Entri yang diambil dari sebuah koleksi
/---
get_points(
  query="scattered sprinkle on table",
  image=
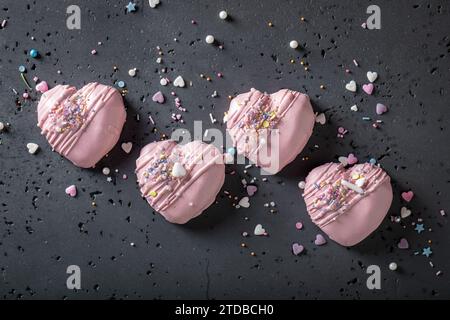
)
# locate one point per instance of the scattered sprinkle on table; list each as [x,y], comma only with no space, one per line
[223,15]
[393,266]
[419,228]
[209,39]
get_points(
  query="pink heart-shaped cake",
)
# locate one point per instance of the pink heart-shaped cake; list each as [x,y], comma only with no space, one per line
[180,181]
[270,129]
[82,125]
[348,204]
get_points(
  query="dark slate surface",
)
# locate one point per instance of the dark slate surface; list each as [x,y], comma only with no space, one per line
[42,230]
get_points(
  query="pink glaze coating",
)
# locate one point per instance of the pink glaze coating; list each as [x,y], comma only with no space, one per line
[348,204]
[82,125]
[180,198]
[256,113]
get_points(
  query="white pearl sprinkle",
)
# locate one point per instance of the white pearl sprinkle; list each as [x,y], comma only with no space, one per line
[209,39]
[223,15]
[132,72]
[293,44]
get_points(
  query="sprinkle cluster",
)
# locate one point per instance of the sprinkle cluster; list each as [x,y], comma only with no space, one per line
[161,169]
[262,117]
[70,114]
[335,192]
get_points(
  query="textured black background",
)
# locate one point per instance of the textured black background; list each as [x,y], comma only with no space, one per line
\---
▶ _LATIHAN_
Ganti setiap "pink" dengan "red" di semua baris di atas, dan biarkan bagian lainnya tetap sama. Gambar tidak perlu disertakan dalam jawaban.

▶ _JAWABAN YANG DIHARAPKAN_
get_points(
  query="scattered sprinkle on table",
  image=
)
# locate one point per instance of the scattered sprinkle on table; list each as [x,y], comma only with no space, one per line
[223,15]
[393,266]
[419,228]
[209,39]
get_points(
  query="red heart-shaped cake",
)
# locate one point per instance of the red heart-shaped cake; list each as [x,y], comma only with no space, one per line
[180,181]
[270,129]
[82,125]
[348,204]
get_points(
  query="dark slate surface",
)
# locate one point per instance of the dark slate surface; list each as [x,y], comma only with no space, one per line
[42,230]
get_points(
  query="red glaze coating",
)
# locate one point per instance of the red glaze coating; list each as [x,y], comma only with no space, one per line
[348,204]
[82,125]
[180,198]
[256,113]
get_points(
  query="white pearl sprinkle",
)
# locate one point per instance of the white pearl sprinkle; list each as [x,y], comma only with no space, one per line
[209,39]
[223,15]
[132,72]
[293,44]
get_points(
  query="sprinkle cluster",
)
# locate one point per instance of the sprinkle cluster; list each as [x,y], comma only with no space, one per line
[161,169]
[262,117]
[70,114]
[335,192]
get_points(
  query="textured black background",
)
# locate one point per instance of the textured black background; list each as [x,y], comma only with no space, one per line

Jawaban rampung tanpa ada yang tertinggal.